Copy out the listing that follows, exact in every word, and skip the images.
─── The data ───
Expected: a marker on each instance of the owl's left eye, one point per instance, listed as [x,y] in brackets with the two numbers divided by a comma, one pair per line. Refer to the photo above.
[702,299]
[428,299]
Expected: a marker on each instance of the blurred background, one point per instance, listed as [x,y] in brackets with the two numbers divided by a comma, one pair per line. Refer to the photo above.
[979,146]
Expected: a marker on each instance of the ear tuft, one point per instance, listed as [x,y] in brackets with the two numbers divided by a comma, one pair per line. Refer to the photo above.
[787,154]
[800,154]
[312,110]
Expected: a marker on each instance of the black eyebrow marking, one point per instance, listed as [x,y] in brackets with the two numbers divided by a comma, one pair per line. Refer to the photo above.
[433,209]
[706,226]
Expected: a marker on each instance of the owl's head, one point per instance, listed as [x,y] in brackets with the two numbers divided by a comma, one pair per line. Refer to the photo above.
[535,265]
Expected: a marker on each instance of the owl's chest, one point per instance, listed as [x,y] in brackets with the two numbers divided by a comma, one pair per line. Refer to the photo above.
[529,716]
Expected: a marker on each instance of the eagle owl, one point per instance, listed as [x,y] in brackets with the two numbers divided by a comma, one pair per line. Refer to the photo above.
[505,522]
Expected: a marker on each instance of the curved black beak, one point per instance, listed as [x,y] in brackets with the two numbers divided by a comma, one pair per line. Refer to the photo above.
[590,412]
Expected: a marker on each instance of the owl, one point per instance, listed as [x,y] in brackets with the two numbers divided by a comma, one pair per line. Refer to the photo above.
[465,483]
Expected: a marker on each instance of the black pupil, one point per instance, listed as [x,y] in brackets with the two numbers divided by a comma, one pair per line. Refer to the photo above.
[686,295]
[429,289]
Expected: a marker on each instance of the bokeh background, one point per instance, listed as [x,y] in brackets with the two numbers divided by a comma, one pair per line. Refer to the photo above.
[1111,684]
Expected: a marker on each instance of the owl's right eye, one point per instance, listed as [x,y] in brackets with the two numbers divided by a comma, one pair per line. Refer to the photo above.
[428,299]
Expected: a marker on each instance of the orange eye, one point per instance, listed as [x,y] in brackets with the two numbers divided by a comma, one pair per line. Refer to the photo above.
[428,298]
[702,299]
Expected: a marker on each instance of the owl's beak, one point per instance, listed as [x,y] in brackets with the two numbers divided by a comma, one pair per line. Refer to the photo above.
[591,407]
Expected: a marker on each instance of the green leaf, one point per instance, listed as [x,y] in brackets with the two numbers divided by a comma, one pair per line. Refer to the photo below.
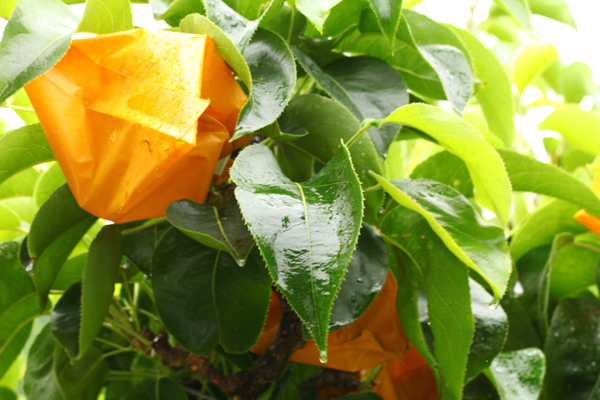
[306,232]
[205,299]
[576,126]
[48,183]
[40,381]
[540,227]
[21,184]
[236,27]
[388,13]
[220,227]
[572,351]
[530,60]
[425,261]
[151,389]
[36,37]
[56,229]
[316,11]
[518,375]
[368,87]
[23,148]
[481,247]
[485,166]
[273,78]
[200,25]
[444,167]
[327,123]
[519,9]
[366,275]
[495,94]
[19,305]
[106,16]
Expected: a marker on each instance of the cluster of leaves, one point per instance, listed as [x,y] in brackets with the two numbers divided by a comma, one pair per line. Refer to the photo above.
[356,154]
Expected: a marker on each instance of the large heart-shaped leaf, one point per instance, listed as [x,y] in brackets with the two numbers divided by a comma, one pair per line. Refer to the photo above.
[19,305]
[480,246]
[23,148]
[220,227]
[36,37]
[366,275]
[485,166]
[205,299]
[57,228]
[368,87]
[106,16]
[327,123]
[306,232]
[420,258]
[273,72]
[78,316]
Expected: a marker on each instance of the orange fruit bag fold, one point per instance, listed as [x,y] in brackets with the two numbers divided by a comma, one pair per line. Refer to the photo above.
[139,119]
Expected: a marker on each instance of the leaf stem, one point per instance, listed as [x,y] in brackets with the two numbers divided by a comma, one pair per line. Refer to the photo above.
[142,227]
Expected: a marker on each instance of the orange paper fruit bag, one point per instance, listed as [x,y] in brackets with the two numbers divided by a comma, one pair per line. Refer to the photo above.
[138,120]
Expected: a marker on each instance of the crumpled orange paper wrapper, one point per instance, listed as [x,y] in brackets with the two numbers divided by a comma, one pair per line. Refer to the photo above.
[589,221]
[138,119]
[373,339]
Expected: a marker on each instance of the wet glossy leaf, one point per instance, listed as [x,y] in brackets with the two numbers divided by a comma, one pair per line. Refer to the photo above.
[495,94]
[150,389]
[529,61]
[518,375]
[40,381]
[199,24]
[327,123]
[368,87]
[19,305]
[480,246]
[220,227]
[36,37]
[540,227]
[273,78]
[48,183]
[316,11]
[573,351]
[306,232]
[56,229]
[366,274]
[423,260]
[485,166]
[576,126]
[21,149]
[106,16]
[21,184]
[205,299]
───
Reply to the exercise:
Expected: a marker on each instance of the owl's left eye, one point per instance, listed as [x,y] in brackets with the two numbers divided by a comma, one pair per line. Refer to the photo above.
[702,299]
[428,299]
Expected: a marker on each instance of the blurred background, one point per instance, listed as [x,y] in brackets with the two numbers divided by a comma, one pair per line. Refer to the photo above.
[979,146]
Expected: a marker on each instance of the ear tuft, one point per instance, listed as [x,y] in brackets with the two numbers divided by a comma, one pair per line. Refer to the photo above.
[787,154]
[800,154]
[312,110]
Expected: a marker on each instance of the black eyebrow marking, one point per instance, listed as [x,y] in brackets with the two numbers divided by a comma, one pair per line. Refer to the photo above.
[433,209]
[706,226]
Expected: a marker on each instance of the owl's head, one point per instance, listed as [x,y] in brackets with the two numbers divided by a comma, one pair per line. Refer to the photo above.
[535,265]
Expected: a marker on each instance of the owl's chest, one point per instance, listed as [x,y] in brackets with the two numbers divided by a comma, one pair per line. Refer to the photo above.
[529,716]
Expected: a marker on each instance of the eagle owl, one point per instance, listed as [x,y] in brackets with the two numbers divided by a comma, one pair per line. Refer to the photo above.
[505,522]
Expected: a marker on each instance of the curved black beak, one point per instance, listed as [x,y] in brackets with the two numbers divided by a comma, one pair per line. Refer to the photo above.
[590,412]
Expected: a marker on each instance of the owl, one point per instance, listed as [x,y] in brackets with the two numbers divided by a comma, one pair per line. Refer to the photo above.
[465,483]
Expected: a marker on each instance of the black pupil, one point per instance, listed as [x,y] in brackets with the two numbers divided by a comma, one pair per line. Refer to the photo above.
[686,295]
[429,289]
Expected: a marker on each instance of the bokeh background, one point per instance, listed as [x,y] in brackets with the two numbers divided by a comma, one pair per line. Refer to the photo above.
[1111,684]
Expected: a marker on each instance of the owl's right eye, one point per instance, listed as [x,y] in brackets with the two numbers divided by a comma, one pair per line. Refer to the photo above.
[428,299]
Expected: a marker on each instance of the orange eye, one point per instance, listed as [x,y] in brackets with the two numbers divided by a comma, one pair per line. Refer to the photo above.
[428,298]
[702,299]
Expected: a marker on each instance of the owl's beak, one point per instance, listed as [x,y] in brackets with the two numbers divided by a comma, one pair per line. Refer to the photo above.
[591,407]
Expected: a marker on each instance of the green leaf, one point per instance, listed as [x,y] in brackets with the two numbers divided by a comma, one pair per line. Refer to the photo below.
[306,232]
[205,299]
[576,126]
[48,183]
[40,381]
[540,227]
[21,184]
[236,27]
[388,13]
[220,227]
[572,351]
[530,60]
[425,261]
[151,389]
[36,37]
[56,229]
[316,11]
[518,375]
[368,87]
[23,148]
[481,247]
[485,166]
[273,78]
[200,25]
[444,167]
[327,123]
[519,9]
[366,275]
[495,94]
[19,305]
[106,16]
Expected: a marker on each instance of the cluster of leaves, one point per instance, listed as [x,y] in brackets with the two numbers divided by a comma, one pair per line. Refer to the photo above.
[356,154]
Expected: a marker on each instance of the large heart-shaped leaf, one point per instance, listed as [x,y] in brackets with the two numbers divided by a comma, one pair per line. Refer to the photo above.
[19,305]
[480,246]
[23,148]
[220,227]
[36,37]
[366,275]
[485,166]
[205,299]
[57,228]
[368,87]
[106,16]
[327,123]
[306,232]
[420,258]
[273,72]
[78,316]
Expected: a marker on each instance of the orange fruit bag fold, one point per instance, listed as [x,y] in brackets with the two numbers divided by a comma, one pair per line. Refer to the photo above.
[139,119]
Expected: a marker on each instance of the leaf stem, one point per instance, listed as [x,y] in brackets with the two numbers divided by a comma, one pair per line. Refer to the photo above.
[142,227]
Expected: a marker on each instance of the orange paper fruit bag, one point per instance, listed as [x,y] in brackets with the two numbers divided by a comma, one pair per line. Refer to the photo above.
[138,120]
Expected: a marker on each instance of the crumpled orange paper wrapper, one point per instance, listed as [x,y] in brackets with the two numbers divided by a comma, one pair per line. Refer to the photo above.
[589,221]
[138,119]
[373,339]
Expected: a marker on each instance of the wet glossy leaf, one point per instance, listed as [x,y] in brackets with the two numbers divided by a comma, one pair per line. Refer to the photo above.
[495,94]
[150,389]
[529,61]
[518,375]
[40,381]
[199,24]
[327,123]
[368,87]
[19,305]
[480,246]
[220,227]
[36,37]
[540,227]
[273,78]
[48,183]
[316,11]
[573,351]
[306,232]
[56,229]
[366,274]
[423,260]
[485,166]
[576,126]
[21,149]
[106,16]
[21,184]
[205,299]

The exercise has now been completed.